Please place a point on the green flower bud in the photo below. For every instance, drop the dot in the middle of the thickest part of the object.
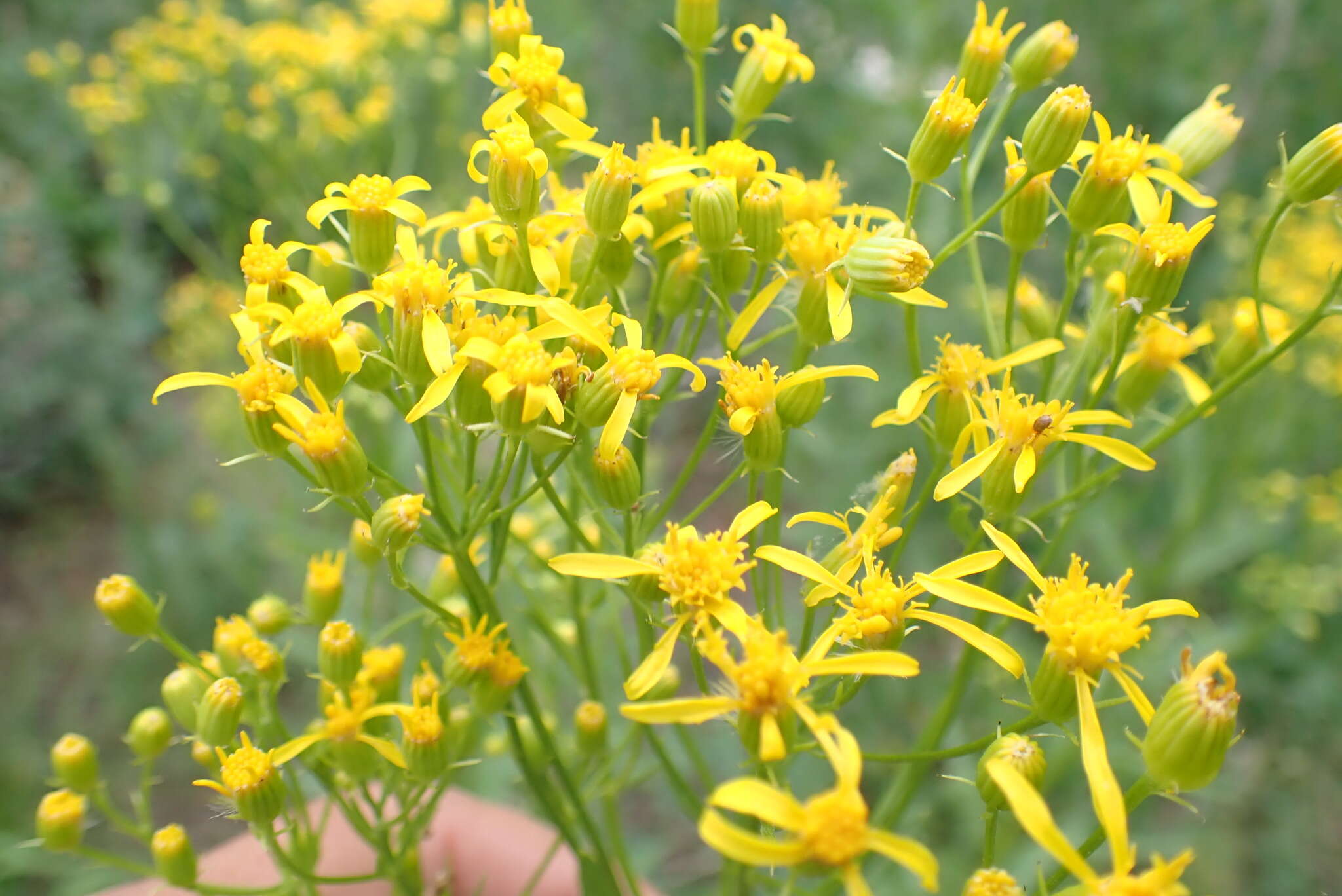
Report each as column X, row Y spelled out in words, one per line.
column 149, row 733
column 1043, row 55
column 340, row 654
column 713, row 212
column 175, row 860
column 1020, row 753
column 1204, row 134
column 61, row 820
column 618, row 479
column 74, row 761
column 1192, row 729
column 1052, row 132
column 219, row 711
column 125, row 605
column 396, row 521
column 1316, row 170
column 270, row 613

.....

# WRITTEN TASK:
Reproduce the records above line for line, word for word, and leave out the picture.

# FINAL ANSWER:
Please place a point on the green flower bud in the photo below. For every instance, drop the dot in the middle of the thickest part of the object.
Report each as column X, row Y spelled out in words, one per line.
column 149, row 733
column 1043, row 55
column 340, row 654
column 713, row 212
column 175, row 860
column 1020, row 753
column 1204, row 134
column 61, row 820
column 618, row 479
column 74, row 761
column 1192, row 729
column 1052, row 132
column 219, row 711
column 125, row 605
column 396, row 521
column 1316, row 170
column 270, row 613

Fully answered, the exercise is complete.